» **Problem details**:
Every line of the listing below should be written out exactly, minus its images.

Start of Dataset content

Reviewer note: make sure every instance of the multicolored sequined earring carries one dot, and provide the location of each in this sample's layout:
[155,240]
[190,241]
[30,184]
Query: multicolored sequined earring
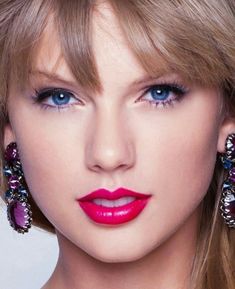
[18,208]
[228,188]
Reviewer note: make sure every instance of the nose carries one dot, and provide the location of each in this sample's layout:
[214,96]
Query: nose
[110,147]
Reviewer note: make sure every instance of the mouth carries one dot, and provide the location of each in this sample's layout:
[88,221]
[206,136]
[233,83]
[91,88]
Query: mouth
[113,208]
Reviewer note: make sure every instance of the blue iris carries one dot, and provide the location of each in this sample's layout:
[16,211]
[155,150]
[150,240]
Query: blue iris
[160,93]
[61,98]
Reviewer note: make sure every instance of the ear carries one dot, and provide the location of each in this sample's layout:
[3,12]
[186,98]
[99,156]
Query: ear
[227,127]
[9,135]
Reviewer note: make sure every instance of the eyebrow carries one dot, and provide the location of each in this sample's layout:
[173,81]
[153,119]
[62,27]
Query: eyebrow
[50,75]
[143,80]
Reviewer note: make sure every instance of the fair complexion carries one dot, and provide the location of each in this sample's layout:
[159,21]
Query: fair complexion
[112,139]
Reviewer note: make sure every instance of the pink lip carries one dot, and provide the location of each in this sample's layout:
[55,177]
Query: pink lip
[115,215]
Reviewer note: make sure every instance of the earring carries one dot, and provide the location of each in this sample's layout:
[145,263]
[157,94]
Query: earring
[228,188]
[18,208]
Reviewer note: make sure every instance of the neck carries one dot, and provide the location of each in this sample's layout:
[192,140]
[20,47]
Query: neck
[167,266]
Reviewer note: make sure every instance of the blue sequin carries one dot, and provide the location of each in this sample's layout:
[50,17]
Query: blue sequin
[227,164]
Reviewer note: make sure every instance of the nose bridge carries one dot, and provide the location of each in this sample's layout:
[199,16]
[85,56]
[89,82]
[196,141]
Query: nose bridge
[110,145]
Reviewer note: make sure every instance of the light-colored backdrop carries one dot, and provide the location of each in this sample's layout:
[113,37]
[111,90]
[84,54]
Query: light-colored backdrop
[26,260]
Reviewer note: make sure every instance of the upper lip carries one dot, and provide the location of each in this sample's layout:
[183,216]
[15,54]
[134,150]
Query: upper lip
[119,193]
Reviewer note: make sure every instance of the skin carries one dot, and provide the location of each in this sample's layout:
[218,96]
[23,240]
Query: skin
[112,141]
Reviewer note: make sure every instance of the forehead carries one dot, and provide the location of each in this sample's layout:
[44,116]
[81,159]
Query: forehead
[112,54]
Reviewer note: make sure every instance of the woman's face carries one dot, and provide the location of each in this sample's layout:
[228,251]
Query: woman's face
[115,138]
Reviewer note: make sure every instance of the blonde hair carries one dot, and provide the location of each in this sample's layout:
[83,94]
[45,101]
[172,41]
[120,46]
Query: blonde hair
[192,38]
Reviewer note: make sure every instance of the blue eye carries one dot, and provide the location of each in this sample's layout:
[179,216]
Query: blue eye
[160,93]
[164,94]
[55,97]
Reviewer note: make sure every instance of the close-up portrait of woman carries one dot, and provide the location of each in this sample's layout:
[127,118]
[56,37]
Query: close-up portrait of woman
[117,133]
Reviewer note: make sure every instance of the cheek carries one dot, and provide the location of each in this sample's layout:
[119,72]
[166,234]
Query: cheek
[179,160]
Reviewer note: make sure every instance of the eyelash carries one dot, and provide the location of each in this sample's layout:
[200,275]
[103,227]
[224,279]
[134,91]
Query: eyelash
[174,88]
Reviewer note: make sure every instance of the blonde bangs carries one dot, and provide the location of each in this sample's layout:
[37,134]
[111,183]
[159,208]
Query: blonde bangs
[186,37]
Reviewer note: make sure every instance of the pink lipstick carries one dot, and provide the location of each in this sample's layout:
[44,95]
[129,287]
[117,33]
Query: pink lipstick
[117,207]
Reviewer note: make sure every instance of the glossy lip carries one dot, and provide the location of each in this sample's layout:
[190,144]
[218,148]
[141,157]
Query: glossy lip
[115,215]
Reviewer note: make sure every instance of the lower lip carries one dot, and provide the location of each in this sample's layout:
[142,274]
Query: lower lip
[115,215]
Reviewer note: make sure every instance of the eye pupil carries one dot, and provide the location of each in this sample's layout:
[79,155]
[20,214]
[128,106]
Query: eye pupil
[60,98]
[160,93]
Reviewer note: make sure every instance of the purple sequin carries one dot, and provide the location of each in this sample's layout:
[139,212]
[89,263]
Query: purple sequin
[18,216]
[11,153]
[14,182]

End of Dataset content

» **Written response**:
Reviewer note: make sure every instance of the multicolored sequined earring carries one dot, and provide the location of each in this sample's layout:
[155,240]
[190,241]
[30,184]
Query: multicolored sequined earring
[18,208]
[228,188]
Reviewer note: make sure every instance of the nose carries one dot, and provide the location of each in this sample's layout:
[214,96]
Query: nose
[110,147]
Reviewer note: make sure every instance of the mouth carries one dot, and provide the location of each in this sample's layout:
[88,221]
[206,136]
[233,83]
[91,88]
Query: mouth
[113,208]
Reviewer note: make sure every instance of the blue iris carries one dot, and provide the location of each in this sample's layout:
[16,211]
[155,150]
[150,240]
Query: blue iris
[160,93]
[61,98]
Reviewer note: make sure every instance of the ear carries one dot, and provide the location of each in this sample's layout:
[3,12]
[186,98]
[99,156]
Query: ear
[227,127]
[9,135]
Reviewer note: make sure every instance of the eyebrow carries one dot, and provide the location of each in this sample's layout:
[173,81]
[153,119]
[62,27]
Query: eyebrow
[50,75]
[143,80]
Reviewer note: make sure every instance of the fair complexion carries one dot, and provide the location of each in this sample's layout:
[159,21]
Query: fair complexion
[112,139]
Reviewer note: make sure every instance of the pink lip carries one dot, and provide the location of each in this sample's layout:
[55,177]
Query: pink lip
[115,215]
Reviewer note: make sure every instance of the earring carries one dot, and provide the location of each in this sample's layout:
[145,263]
[157,94]
Query: earring
[228,188]
[18,208]
Reviewer note: make sure every instance of the neck carries one dot, and provide the location of each in this sample's layout:
[192,140]
[20,47]
Query: neck
[167,266]
Reviewer note: make sure every instance of the blue sequin carries one dot, and provide the location of each in this sample's layout:
[50,17]
Query: blue sequin
[227,164]
Reviewer note: make sure every instance of the nose bridge carries one dot, and provide the location of each in this sample's layout:
[199,16]
[85,56]
[89,82]
[196,141]
Query: nose bridge
[110,145]
Reviewer note: make sure every instance of the light-colored backdrop carries one dot, and provide the location of each in this sample's layout:
[113,37]
[111,90]
[84,54]
Query: light-colored backdrop
[26,260]
Reviewer note: make sure every instance of the upper lip carries one dot, and provide the location of each in this sample's layout:
[183,216]
[15,54]
[134,150]
Query: upper lip
[119,193]
Reviewer note: make sure every instance of the skin carries one dot, and provide the location of each in this sample's layout:
[218,96]
[23,240]
Query: skin
[112,141]
Reviewer note: make sure every instance of the forehead carries one dot, and provide the location of each in this sample's layout:
[44,116]
[81,159]
Query: forehead
[112,54]
Reviewer note: make sure every instance of the woman's face carries one dot, and provide the location of each in this sample's layout:
[228,251]
Query: woman's face
[115,138]
Reviewer note: make sure every instance of the blonde hair carries one dot, and provide the location of each in this sample's layout:
[83,94]
[45,101]
[172,41]
[120,46]
Query: blonde hair
[192,38]
Reviewer note: make sure every instance of the blue eye carries one dot, and provide the location of each in this sample's layout:
[179,216]
Query: blue eye
[160,93]
[164,94]
[55,97]
Reviewer note: make sure every instance of the close-up portrait of woman carries one dot, and provide the location of each in this sample's layout:
[127,118]
[56,37]
Query: close-up portrait of woman
[117,133]
Reviewer note: make sure every instance of the cheek carries one dot, and provide the location of each in this sample's layout:
[119,72]
[166,234]
Query: cheek
[179,160]
Reviewer note: make sure every instance of the eyelash carries one dot, and provide the location of each in this sample's layout:
[200,275]
[103,227]
[224,279]
[134,91]
Query: eyelash
[174,88]
Reviewer note: make sure every instance of the blonde bangs carries one dot, and provide the location of each in this sample's layout:
[37,134]
[111,183]
[159,208]
Query: blonde bangs
[186,37]
Reviewer note: make sure every instance of the pink lipstick carries one dot, and provide the location of each in this sample's layout:
[44,95]
[129,287]
[117,33]
Query: pink lipstick
[117,207]
Reviewer note: make sure every instance of the glossy lip carries one dot, and provide the location of each in this sample's layout:
[190,144]
[218,148]
[141,157]
Query: glossy lip
[115,215]
Reviewer note: make sure every instance of the lower lip carries one dot, and provide the location of each in this sample's layout:
[142,274]
Query: lower lip
[115,215]
Reviewer note: make sure every instance of the eye pupil carries one dot, and provide the location of each in this sample's layout:
[79,155]
[20,214]
[128,106]
Query: eye pupil
[60,98]
[160,93]
Reviewer note: make sure every instance of the purple sequin carries one dot, and provide the location of each in this sample's layout:
[139,212]
[89,263]
Query: purple sequin
[18,216]
[11,153]
[14,182]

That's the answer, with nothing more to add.